* **Document segment**:
-------------------------

Britt Martyn

What do you want most?

Author: Britt Martyn

I spent the first week in the highlands of Lesotho- an incredibly mountainous region called Paradise Pass. Basutho hospitality was overwhelming; the scenery was overwhelming; the experience itself took over your entire soul.

The second week I spent in Leribe; a town of about 40,000 people spread out over a great area of land. Here I researched local organizations, reconnected with Abid and the rest of the Student Reach group, and participated in a couple community events. The most cultural of these events was an event called “Grandmothers Day”, at a local community centre run by a Canadian NGO. The centre it self was the first of its kind in the area, and seemed like a popular place for youth and grandmothers alike.

The day itself revolved around grandmothers- grandmothers whose children had been murdered by AIDS and most of whom had been left with up to 4 or 5 children. They had discussions revolving around economics and grief (and I learned how these two are so directly related). Most was in Sotho, but the leader and volunteers spoke fabulous english.

In the large room where we sat with over 30 grandmothers, I noticed a sign on the wall, cut out of magazine letters, like the kind I’d used to make with friends in middle school. It sloppily read: “WHAT DO YOU WANT MOST?”

IT helped me to realize that these grandmothers don’t wish for the impossible- they don’t wish that they hadn’t been burdened with the caring of their own blood, they don’t wish that everything would go back to the way it was before AIDS tore their lives apart. What they hope for is the future and for it to hold health and prosperity for them and their family and their neighbors.

They say that this young generation will be the one to bring change, and that we must look to the young leaders of today. As a young person myself, I’ll be looking far back a generation or two to find my own courage and to remind me that what these people want most is hope.

Q&A

Author: Britt Martyn

I’m new to blogs. Most of the time I keep my thoughts to myself. So this is a change for me- the whole world now having access to them. This past year, for me, has been full of change, but it’s also been very circular in nature. I’ve learned to ask questions, I’ve found answers, but sometimes (and more often then not) I find myself back where I started-questioning the basic things that I thought I had understood not so long ago. Maybe I’m the one going in circles now; maybe I should start at the beginning.

-------------------------

Dataset entries:
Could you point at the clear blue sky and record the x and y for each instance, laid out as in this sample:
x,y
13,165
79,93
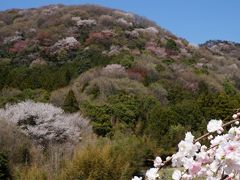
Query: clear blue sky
x,y
195,20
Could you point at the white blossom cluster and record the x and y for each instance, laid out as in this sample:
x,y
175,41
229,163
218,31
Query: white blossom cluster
x,y
114,70
45,122
67,43
84,22
221,160
152,31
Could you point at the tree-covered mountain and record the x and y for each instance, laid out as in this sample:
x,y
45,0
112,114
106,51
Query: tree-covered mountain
x,y
140,86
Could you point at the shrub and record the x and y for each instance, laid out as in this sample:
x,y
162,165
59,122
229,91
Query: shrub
x,y
4,168
45,122
95,163
70,104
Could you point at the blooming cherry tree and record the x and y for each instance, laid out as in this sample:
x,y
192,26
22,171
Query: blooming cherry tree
x,y
219,161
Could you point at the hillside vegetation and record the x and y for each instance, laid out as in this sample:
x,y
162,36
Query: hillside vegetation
x,y
111,88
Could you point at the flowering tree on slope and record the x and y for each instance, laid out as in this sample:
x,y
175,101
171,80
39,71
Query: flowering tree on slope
x,y
219,161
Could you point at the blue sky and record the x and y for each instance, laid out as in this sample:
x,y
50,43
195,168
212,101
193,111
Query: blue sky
x,y
195,20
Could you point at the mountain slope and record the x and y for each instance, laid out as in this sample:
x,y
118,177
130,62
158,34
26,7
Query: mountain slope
x,y
105,54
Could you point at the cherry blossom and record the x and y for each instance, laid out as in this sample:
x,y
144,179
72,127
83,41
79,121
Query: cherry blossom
x,y
218,161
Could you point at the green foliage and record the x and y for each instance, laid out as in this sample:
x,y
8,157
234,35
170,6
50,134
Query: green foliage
x,y
172,45
70,103
121,108
188,61
46,77
4,167
120,158
229,88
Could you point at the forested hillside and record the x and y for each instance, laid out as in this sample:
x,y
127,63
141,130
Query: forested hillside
x,y
111,88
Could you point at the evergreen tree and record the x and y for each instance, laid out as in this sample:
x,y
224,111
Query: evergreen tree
x,y
4,168
70,103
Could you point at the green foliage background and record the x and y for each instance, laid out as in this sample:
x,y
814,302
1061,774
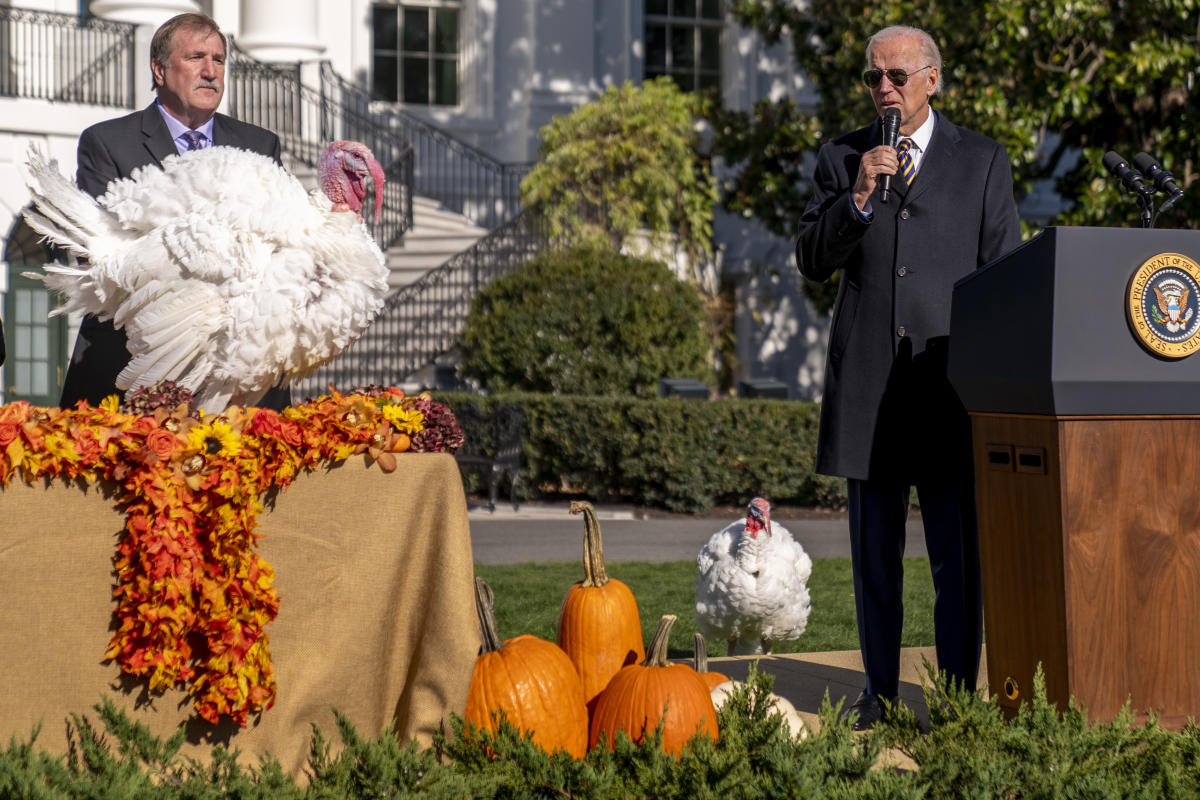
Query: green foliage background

-------------------------

* **Problems to work on**:
1. Please reproduce the stretch of the blog post from "I’m new to blogs." through "at the beginning.", swapping "change" for "transition".
2. Condense the paragraph of the blog post that begins "The second week I spent in Leribe" into a shorter version that keeps its main facts.
Rely only on the blog post, not on the records.

* **Task results**:
1.
I’m new to blogs. Most of the time I keep my thoughts to myself. So this is a transition for me- the whole world now having access to them. This past year, for me, has been full of transition, but it’s also been very circular in nature. I’ve learned to ask questions, I’ve found answers, but sometimes (and more often then not) I find myself back where I started-questioning the basic things that I thought I had understood not so long ago. Maybe I’m the one going in circles now; maybe I should start at the beginning.

2. In the second week, the writer stayed in Leribe, a town of about 40,000 people spread over a large area. There the writer researched local organizations, reconnected with Abid and the Student Reach group, and took part in community events. The most cultural of these was "Grandmothers Day" at a community center run by a Canadian NGO. The center was the first of its kind in the area and seemed popular with both youth and grandmothers.